-- Brano di lettura --
Arte e cultura

Scritto da  Andrea Nascimbeni

Scarsellino, Scena allegorica.L'impegno per la bellezza come principio ispiratore di dieci anni di attività.

Negli anni Novanta, con l'applicazione della legge 30/7/90 numero 218 (Legge Amato), si realizza nel nostro Paese un ampio processo di ristrutturazione del sistema creditizio che interessa in particolar modo le cosiddette banche pubbliche. Per effetto della riforma, anche la Cassa di Risparmio di Ferrara acquisisce la qualifica di "Ente conferente" a seguito del conferimento dell'azienda bancaria a una apposita società per azioni - che prenderà il nome di "Società conferitaria" - denominata appunto Cassa di Risparmio di Ferrara S.p.A.


Il progetto di trasformazione richiesto dalla Legge viene attuato in tempi brevi: il 1° gennaio 1992 nascono ufficialmente la S.pA e, per converso, la Fondazione, il cui primo segretario generale è Alberto Pezzini,  direttore generale della banca. La Fondazione - continuazione storica e giuridica dell'Ente Cassa di Risparmio, spogliata dell'azienda bancaria - ha finalità sociali e prosegue l'attività erogatoria e benefica che l'istituto di credito ha svolto con apprezzata sensibilità in 154 anni di storia, e individua i fini della propria attività nel perseguimento di scopi d'interesse pubblico e di utilità sociale nei settori indicati dal legislatore, dall'arte e cultura all'istruzione, dalla ricerca scientifica alla sanità, all'assistenza e tutela delle categorie sociali più deboli.

-- Dati estratti --
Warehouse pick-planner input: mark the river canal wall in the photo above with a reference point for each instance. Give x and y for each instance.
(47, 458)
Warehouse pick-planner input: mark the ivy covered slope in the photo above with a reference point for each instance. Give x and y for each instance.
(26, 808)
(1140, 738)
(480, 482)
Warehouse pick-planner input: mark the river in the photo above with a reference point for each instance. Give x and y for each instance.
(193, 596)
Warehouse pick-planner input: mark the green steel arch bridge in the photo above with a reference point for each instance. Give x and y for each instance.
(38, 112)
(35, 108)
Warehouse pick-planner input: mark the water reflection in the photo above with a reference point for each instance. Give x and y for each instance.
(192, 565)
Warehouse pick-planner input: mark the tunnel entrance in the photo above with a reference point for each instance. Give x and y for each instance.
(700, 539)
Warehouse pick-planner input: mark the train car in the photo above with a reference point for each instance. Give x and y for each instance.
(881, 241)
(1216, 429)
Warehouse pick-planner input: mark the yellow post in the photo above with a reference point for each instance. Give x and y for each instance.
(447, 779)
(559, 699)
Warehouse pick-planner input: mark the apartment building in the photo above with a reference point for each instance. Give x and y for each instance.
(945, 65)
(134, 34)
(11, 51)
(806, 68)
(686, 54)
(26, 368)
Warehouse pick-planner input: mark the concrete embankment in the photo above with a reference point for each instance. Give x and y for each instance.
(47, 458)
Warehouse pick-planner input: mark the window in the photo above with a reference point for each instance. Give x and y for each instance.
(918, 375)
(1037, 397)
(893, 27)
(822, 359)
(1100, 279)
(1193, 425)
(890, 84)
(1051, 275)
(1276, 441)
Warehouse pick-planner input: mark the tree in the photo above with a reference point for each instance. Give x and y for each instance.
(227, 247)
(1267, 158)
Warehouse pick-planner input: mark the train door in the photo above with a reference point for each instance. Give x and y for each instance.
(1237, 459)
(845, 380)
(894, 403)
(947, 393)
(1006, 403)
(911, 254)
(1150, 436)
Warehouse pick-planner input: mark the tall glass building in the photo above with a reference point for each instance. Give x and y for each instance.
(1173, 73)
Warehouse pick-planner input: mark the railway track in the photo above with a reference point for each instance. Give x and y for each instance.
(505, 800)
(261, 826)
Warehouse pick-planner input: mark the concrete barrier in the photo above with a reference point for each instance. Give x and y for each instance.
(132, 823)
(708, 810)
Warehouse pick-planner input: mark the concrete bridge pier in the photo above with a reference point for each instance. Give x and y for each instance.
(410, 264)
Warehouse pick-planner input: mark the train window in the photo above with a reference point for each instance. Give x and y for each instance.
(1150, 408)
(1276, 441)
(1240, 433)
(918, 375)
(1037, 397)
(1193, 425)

-- Richiesta --
Rispondi a queste domande sul brano di lettura:
1. Con quale legge comincia negli anni Novanta la ristrutturazione del sistema creditizio?
2. In che giorno nascono ufficialmente la S.p.A. e la Fondazione?
3. Chi è il primo segretario generale della Fondazione?

-- Risposta --
1. Con la legge 30/7/90 numero 218 (Legge Amato).
2. Il 1° gennaio 1992.
3. Alberto Pezzini, direttore generale della banca.